# Start of Input for this task
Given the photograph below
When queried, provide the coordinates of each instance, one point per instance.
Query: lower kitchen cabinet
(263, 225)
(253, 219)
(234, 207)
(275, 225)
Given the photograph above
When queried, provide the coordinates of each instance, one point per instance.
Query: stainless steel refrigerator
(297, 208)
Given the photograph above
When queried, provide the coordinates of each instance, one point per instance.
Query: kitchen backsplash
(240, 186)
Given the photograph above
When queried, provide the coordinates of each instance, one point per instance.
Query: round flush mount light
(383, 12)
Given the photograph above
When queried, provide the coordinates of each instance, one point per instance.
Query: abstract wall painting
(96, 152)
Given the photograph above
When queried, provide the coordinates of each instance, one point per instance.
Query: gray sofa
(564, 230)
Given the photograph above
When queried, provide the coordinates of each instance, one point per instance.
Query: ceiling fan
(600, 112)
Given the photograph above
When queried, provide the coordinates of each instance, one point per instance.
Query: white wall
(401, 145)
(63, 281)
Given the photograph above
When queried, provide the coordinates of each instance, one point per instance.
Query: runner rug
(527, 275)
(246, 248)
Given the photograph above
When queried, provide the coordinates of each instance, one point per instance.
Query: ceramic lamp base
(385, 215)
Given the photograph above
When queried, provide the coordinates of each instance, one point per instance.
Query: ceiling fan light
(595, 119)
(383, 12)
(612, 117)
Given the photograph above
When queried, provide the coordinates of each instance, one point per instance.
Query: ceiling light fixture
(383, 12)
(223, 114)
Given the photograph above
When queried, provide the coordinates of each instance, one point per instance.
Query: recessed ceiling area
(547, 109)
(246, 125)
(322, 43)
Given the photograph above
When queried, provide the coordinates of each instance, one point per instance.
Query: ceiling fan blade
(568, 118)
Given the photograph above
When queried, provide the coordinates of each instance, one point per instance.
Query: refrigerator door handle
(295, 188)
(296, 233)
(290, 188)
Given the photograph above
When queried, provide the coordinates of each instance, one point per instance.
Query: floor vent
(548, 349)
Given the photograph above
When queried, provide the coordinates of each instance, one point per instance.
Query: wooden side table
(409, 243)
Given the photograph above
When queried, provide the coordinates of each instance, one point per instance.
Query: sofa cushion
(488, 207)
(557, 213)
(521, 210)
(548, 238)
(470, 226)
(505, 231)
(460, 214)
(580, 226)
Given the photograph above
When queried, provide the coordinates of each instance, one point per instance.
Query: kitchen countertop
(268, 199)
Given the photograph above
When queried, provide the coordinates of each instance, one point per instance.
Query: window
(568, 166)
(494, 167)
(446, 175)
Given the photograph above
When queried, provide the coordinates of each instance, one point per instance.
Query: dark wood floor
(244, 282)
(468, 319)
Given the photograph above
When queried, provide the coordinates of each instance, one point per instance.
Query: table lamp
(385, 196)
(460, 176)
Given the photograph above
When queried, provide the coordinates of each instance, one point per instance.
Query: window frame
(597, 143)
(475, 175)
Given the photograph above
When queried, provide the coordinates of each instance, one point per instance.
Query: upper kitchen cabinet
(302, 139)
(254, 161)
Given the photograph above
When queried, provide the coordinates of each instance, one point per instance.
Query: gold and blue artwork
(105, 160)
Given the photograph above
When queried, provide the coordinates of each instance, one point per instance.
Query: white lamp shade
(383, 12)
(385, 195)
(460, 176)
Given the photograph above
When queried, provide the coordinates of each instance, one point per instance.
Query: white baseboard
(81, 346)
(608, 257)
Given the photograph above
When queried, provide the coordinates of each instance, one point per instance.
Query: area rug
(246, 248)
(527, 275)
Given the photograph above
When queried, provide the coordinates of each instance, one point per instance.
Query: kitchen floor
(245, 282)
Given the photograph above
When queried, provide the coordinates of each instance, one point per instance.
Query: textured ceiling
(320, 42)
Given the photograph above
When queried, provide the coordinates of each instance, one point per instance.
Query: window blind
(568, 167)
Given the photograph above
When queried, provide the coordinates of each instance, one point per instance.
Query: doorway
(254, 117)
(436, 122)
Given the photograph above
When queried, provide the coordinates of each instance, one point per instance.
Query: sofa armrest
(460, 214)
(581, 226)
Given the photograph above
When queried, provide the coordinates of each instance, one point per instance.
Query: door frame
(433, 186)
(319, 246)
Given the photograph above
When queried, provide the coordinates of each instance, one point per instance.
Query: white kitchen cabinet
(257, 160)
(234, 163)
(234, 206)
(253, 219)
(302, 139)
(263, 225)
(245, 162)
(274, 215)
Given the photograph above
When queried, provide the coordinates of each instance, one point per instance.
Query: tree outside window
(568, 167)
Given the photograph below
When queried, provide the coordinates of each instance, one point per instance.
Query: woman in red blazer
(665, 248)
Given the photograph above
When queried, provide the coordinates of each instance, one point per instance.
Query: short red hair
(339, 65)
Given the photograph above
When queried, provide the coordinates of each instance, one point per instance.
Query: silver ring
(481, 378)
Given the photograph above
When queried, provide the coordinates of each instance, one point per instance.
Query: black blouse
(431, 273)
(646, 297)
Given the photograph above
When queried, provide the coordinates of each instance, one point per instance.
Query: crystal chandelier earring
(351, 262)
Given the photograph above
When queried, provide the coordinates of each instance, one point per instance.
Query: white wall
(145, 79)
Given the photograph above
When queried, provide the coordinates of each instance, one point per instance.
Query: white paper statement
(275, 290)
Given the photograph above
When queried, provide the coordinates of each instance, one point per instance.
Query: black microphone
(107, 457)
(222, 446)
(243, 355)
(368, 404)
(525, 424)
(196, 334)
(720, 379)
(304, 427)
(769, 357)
# End of Input for this task
▶ [Given problem]
Reproduce the complete set of lines precisely as supplied.

▶ [Reply]
Given the photograph below
When queried, provide the coordinates of each instance, one point per instance.
Query: lower kitchen cabinet
(263, 225)
(253, 219)
(234, 207)
(275, 225)
Given the photograph above
When queried, provide the coordinates of each instance, one point per instance.
Query: stainless steel refrigerator
(297, 208)
Given the photograph above
When queried, provide the coordinates of each instance, one point per instance.
Query: kitchen backsplash
(240, 186)
Given the photograph above
When queried, provide the coordinates of each instance, one point per instance.
Query: round flush mount light
(383, 12)
Given the photograph above
When queried, provide the coordinates of each instance, one point per instance.
Query: abstract wall painting
(96, 152)
Given the photograph above
When queried, provide the coordinates of each instance, one point per instance.
Query: gray sofa
(564, 230)
Given the photograph above
When queried, provide the coordinates of each instance, one point per instance.
Query: ceiling fan
(600, 112)
Given the photograph above
When queried, provide the coordinates of each instance, one point per instance.
Query: white wall
(401, 145)
(63, 281)
Given the photograph above
When queried, provide the coordinates of each instance, one point per instance.
Query: runner rug
(527, 275)
(246, 248)
Given the photograph above
When queried, provide the coordinates of each instance, one point per instance.
Query: ceramic lamp base
(385, 215)
Given the photograph above
When queried, provide the coordinates of each instance, one point per instance.
Query: ceiling fan light
(595, 119)
(383, 12)
(612, 117)
Given the photograph above
When queried, provide the coordinates of each instance, one point per instance.
Query: ceiling light fixture
(383, 12)
(223, 114)
Given the photograph above
When queried, provide the coordinates of each instance, one point per instance.
Query: recessed ceiling area
(547, 109)
(246, 125)
(322, 43)
Given the photograph above
When queried, provide the coordinates of each instance, one point per instance.
Query: ceiling fan blade
(568, 118)
Given the photograph above
When queried, provide the coordinates of each instance, one point per instance.
Query: refrigerator door handle
(295, 188)
(296, 233)
(290, 188)
Given the photograph above
When queried, provide the coordinates of each instance, one point per instance.
Query: floor vent
(548, 349)
Given the photograph above
When queried, provide the coordinates of each instance, one point per instance.
Query: wooden side table
(409, 243)
Given the photograph above
When queried, provide the coordinates of each instance, one point per instance.
Query: sofa cushion
(488, 207)
(557, 213)
(521, 210)
(548, 238)
(470, 226)
(505, 231)
(460, 214)
(580, 226)
Given the photograph above
When queried, provide the coordinates of each instance, one point per instance.
Query: kitchen countertop
(268, 199)
Given the photograph above
When queried, provide the coordinates of each instance, one point per instance.
Query: window
(568, 166)
(494, 167)
(446, 175)
Given the photograph above
When queried, provide the coordinates of each instance, one point per instance.
Query: dark wood floor
(244, 282)
(468, 319)
Given the photograph above
When queried, provide the coordinates of each instance, one point per instance.
Query: table lamp
(385, 196)
(460, 176)
Given the photograph above
When queried, provide the coordinates of each instance, one point per instance.
Query: window frame
(597, 143)
(475, 175)
Given the photograph above
When queried, provide the coordinates of each instance, one point per instance.
Query: upper kitchen cabinet
(302, 139)
(254, 161)
Given the photograph above
When queried, provide the coordinates of each instance, one point per instance.
Query: gold and blue artwork
(105, 160)
Given the photograph above
When queried, provide the coordinates of each instance, one point per instance.
Query: white lamp shade
(383, 12)
(385, 195)
(460, 176)
Given the photograph above
When queried, provide the coordinates of each instance, one point per instance.
Query: white baseboard
(81, 346)
(608, 257)
Given the photograph above
When queried, provide the coordinates of each instance, one point per instance.
Query: area rug
(246, 248)
(527, 275)
Given the photograph above
When queried, provide the coordinates of each instance, one point per instance.
Query: kitchen floor
(245, 282)
Given the photograph above
When queried, provide the coordinates of each instance, one point per instance.
Query: textured ceiling
(320, 42)
Given the photograph above
When queried, provide the coordinates of each instance, one point per instance.
Query: window blind
(568, 167)
Given the photograph above
When queried, provide the coordinates of each instance, one point per instance.
Query: doorway
(254, 117)
(436, 122)
Given the photograph above
When queried, provide the coordinates of each instance, one point per instance.
Query: sofa armrest
(460, 214)
(581, 226)
Given the photograph above
When queried, provide the coordinates of each instance, one point per instance.
Query: door frame
(433, 186)
(319, 246)
Given the photograph above
When queried, provide the coordinates of each instance, one point per instance.
Query: white kitchen cabinet
(257, 160)
(234, 163)
(234, 206)
(253, 219)
(302, 139)
(263, 225)
(245, 162)
(274, 215)
Given the photograph above
When queried, provide the coordinates of each instance, one point per instance.
Query: tree outside window
(568, 167)
Given the photograph below
When queried, provide the coordinates of each instance, one point per instance.
Query: woman in red blazer
(665, 248)
Given the photograph above
When queried, provide the coordinates of each instance, one point per instance.
Query: short red hair
(339, 65)
Given the photograph above
When queried, provide the coordinates of each instance, one point per instance.
Query: silver ring
(481, 378)
Given the photograph above
When queried, provide the coordinates of each instance, one point per instance.
Query: black blouse
(431, 273)
(646, 297)
Given the photograph above
When queried, provide the coordinates of each instance, one point per instance.
Query: crystal chandelier earring
(351, 262)
Given the photograph above
When queried, provide the coordinates of each instance, one point per instance.
Query: white wall
(145, 79)
Given the photograph above
When queried, provide the coordinates of each instance, one point per instance.
Query: white paper statement
(275, 290)
Given the photograph above
When queried, provide the coordinates of each instance, one point per instance.
Query: black microphone
(107, 457)
(222, 446)
(243, 355)
(368, 404)
(525, 424)
(196, 334)
(720, 379)
(304, 427)
(769, 357)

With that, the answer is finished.